**The exercise:**
Continue the forum post about the Go buffer-length function, starting right after its last line.

**Quoted passage:**
I'm mostly curious if there's a faster or more efficient algorithm I could use. I created this for a unique side project, as well as for an issue at work, so what the function does (e.g., return a negative int) isn't what I'm focused on.
In short, can I make this faster or more efficient?
// GetBufferLength returns the minimum length of a buffer that can hold the
// string representation of all the numbers with in the given range of
// integers, N.
// ADD will add additional space for extra characters. E.g., if one
// wanted "1,ドル2,ドル3ドル...", ADD should be 2 in order to gain the additional
// space for the comma and the dollar sign.
// Will return a negative value if N is negative.
func GetBufferLength(n, add int) int {
// Handle some edge cases
if n < 10 {
return n + (n * add)
}
if n <= 100 {
return (n*(2+add) - 9) + 1
}
// Gather the largest width of all our numbers.
if 0 < n {
// Account for 0
n++
// Find the greatest power of 10.
i, x := 1, 0
for i < n {
i *= 10
// Go doesn't fully support C-style for/while loops,
// so occasionally we have to do some janky stuff.

**Data block:**
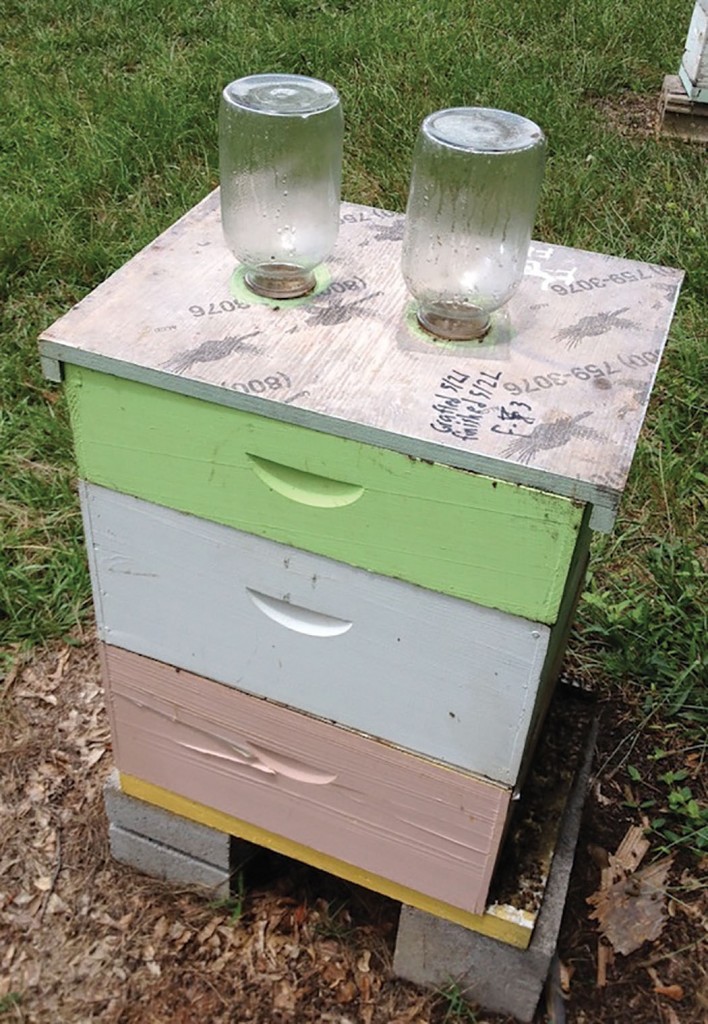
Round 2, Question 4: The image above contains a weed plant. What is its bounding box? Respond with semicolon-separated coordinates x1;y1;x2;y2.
0;0;708;864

**The answer:**
if i > n {
i /= 10
break
}
// Number of powers.
x++
}
// Count width of numbers.
l := 10
for 1 < x {
// Algorithm is X = W*N, where W is the current width of the
// number and N is the number of numbers (i.e., the number
// itself).
l *= ((x + add) * 10)
x--
// Since we start with X being the largest power, we need to
// subtract the previous power, otherwise we'd double up.
//
// E.g., given 1000 we'd end up with (4*1000) = 4000, and
// that would imply that _all_ numbers from 1-1000 are
// 4 digits wide. Since 0-9 are one digit, 10-99 are two.
// and 100-999 are three, we need to compute _their_ widths
// and subtract their difference from the largest power.
l -= ((x + add) * 10)
}
// Include single digit numbers
return (n-i)*(2+add) + l
}
return n
}
1 Answer 1
Note that your algorithm is not correct:
For example input n=9, add=2
it properly returns 27
(9*1 + 9*2
), but for n=10
it should be 31
(+ 2 for representing "10"
and +2 as defined by add
) but your algorithm returns 32
.
The error increases drastically as n
grows. For example n=10000, add=2
it returns 1098374
! Even if all the 10000 numbers would be 5 characters long, it would be a really high estimation of 10000*5 + 10000*2 = 70000
(instead of a million).
All the following implementations along with the benchmarking code can be found on the Go Playground. The code posted there is not an executable but a test file. Save it in a file like XX_test.go
, and run go test -bench .
to run the benchmarks.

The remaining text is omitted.